## [Given data]
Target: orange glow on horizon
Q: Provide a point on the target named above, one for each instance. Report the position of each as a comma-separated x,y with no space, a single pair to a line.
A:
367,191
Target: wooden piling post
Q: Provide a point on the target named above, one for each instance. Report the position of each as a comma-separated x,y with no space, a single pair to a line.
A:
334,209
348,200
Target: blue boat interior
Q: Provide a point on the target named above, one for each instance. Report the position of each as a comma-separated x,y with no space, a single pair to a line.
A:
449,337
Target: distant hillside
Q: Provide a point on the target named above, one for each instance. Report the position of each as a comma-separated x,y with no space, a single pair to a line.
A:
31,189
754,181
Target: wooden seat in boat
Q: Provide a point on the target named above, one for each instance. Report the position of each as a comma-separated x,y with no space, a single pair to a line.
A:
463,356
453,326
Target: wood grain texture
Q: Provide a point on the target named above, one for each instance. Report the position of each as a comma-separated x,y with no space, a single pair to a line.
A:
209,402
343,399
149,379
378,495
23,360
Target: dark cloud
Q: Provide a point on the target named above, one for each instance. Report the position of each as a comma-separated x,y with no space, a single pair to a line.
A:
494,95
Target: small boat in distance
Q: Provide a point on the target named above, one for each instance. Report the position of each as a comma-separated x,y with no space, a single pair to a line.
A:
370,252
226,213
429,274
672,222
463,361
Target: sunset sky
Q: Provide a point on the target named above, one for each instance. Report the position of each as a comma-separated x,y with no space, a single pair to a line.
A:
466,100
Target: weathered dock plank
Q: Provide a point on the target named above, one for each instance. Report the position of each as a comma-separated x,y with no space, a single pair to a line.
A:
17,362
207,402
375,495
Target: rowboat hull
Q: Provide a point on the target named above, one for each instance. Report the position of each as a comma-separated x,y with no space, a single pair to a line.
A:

## [The task]
Your answer should be the full listing, copied exactly.

## [Solution to this exercise]
Target: orange glow on horizon
Q: Provide a point on the target named above, one for each instance. Report the position of each as a comma-separated x,y with no space, a single pair to a line.
A:
367,191
Target: wooden piling post
Q: Provide a point on the target named above, one for each instance. Report the position of each as a comma-separated x,y with no space, a single pair to a line.
A:
334,209
348,200
Target: blue boat interior
Q: Provide a point on the target named above, one for each instance. Report the position of each as a comma-separated x,y with no space, a single pair to a line.
A:
449,337
Target: distant hillside
Q: Provide a point on the target named above, one for each instance. Report the position of each as a comma-separated x,y with no space, a single pair to a line.
A:
31,189
754,181
Target: wooden seat in boat
Q: Provide a point on the target named above, one for each instance. Report the position of each as a comma-separated x,y with no space, a single pair to a line.
A:
463,356
453,326
Target: wood grain texture
Q: Provide a point on the target named above, one for each instance. Report the position of each as a comma-separated x,y with no space, a single pair to a line.
A:
209,402
343,399
149,379
378,495
23,360
Target: dark cloud
Q: Provide a point on the target named above, one for each instance. Report the position of each as a comma-separated x,y with no space, a single pair to a line.
A:
494,95
Target: small boat in distance
Q: Provide a point on the target named above, one for each instance. Report the position of each as a comma-separated x,y with no space, a single pair to a line.
A:
370,252
226,213
429,274
672,222
463,361
Target: sunset sky
Q: Provide a point on the target named above, one for each instance. Report the position of each as a comma-separated x,y with no space, a single pair to a line.
A:
466,100
Target: weathered dock plank
Q: Provide a point on the target named above, one for each instance. Report the position of each as a comma-separated x,y with no space, a single pair to a line.
A:
17,362
207,402
375,495
Target: rowboat hull
Q: Provide a point on the target named above, one for each instance. Report the position of each as a comma-separated x,y with no space, a single pair to a line.
A:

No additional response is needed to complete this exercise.